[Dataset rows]
============
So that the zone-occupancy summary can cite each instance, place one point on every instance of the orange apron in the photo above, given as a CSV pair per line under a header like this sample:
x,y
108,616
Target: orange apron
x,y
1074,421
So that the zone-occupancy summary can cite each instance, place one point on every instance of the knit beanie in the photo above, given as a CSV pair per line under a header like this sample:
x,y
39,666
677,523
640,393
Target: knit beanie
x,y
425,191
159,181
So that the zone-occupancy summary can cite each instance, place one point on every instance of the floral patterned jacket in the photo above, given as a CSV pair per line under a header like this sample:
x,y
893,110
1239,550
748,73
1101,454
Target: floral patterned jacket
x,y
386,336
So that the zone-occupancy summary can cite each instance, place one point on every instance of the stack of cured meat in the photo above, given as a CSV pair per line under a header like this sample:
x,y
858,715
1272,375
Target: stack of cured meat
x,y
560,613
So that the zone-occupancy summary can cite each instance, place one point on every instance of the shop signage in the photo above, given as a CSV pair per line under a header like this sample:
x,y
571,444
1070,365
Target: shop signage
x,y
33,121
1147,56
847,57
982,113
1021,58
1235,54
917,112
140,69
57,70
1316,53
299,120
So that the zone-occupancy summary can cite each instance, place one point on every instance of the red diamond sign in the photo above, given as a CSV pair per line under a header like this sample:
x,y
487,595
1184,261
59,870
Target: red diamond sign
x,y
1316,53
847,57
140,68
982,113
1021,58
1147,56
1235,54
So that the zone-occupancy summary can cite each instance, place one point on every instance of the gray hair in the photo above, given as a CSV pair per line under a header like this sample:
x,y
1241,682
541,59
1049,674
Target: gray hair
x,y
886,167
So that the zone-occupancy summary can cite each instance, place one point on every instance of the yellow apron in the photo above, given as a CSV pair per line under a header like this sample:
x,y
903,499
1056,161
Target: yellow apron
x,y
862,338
============
• [TASK TO COMPLETE]
Copy every row above verbatim, from the first to the last.

• [SOLUTION TO THIS PROBLEM]
So that the zone-occupancy summary can cite each instance, place one point on every instance of the orange apron in the photo above, given as a CSV pair per line under a header like this sample:
x,y
108,616
Target: orange apron
x,y
1074,421
So that the zone-occupancy summary can cite each instance, place one point on every instance of the knit beanie in the photo above, given as a CSV pair per line under a header like this sample:
x,y
39,666
677,523
640,393
Target: knit beanie
x,y
425,191
159,181
So that the zone-occupancy summary can cite each instance, place one point on every instance of the floral patterned jacket in the photo above, given as a CSV pair per line under a header like this sample:
x,y
893,110
1239,550
748,73
1101,454
Target: floral patterned jacket
x,y
386,336
So that the zone-occupancy summary can cite each instance, place one point on every instance of the stack of cured meat in the photo above, given as a CSV pair per line under a header like this sample:
x,y
858,715
1272,375
Target: stack of cured meat
x,y
560,613
So that the zone-occupancy summary can cite each instance, place one point on every instance of the shop signage in the photo above, given as a CSV pair per line under a header like this sample:
x,y
571,444
1070,365
Target: shop signage
x,y
33,121
1147,56
847,57
982,113
1021,58
1235,54
917,112
140,69
57,70
1316,53
299,120
So that the zone-occupancy summary can cite each instance, place one point on every instance of the red diamond sign in the photo above, given as a CSV pair per line under a header like this sample:
x,y
487,595
1184,261
59,870
Target: red diamond sign
x,y
1316,53
847,57
140,68
982,113
1021,58
1147,56
1235,54
So that the zone-occupancy summary can cite each instance, place one point on every instance of the gray hair in the photo above, given as a CSV pair per line under a header like this sample:
x,y
1241,682
541,59
1049,674
Target: gray hair
x,y
886,167
So that the zone-occupancy summary can cite each instance, place one point on every instance of the yellow apron in the photo above, given as a CSV pair per line under a header like this sample:
x,y
903,499
1056,161
Target: yellow apron
x,y
862,338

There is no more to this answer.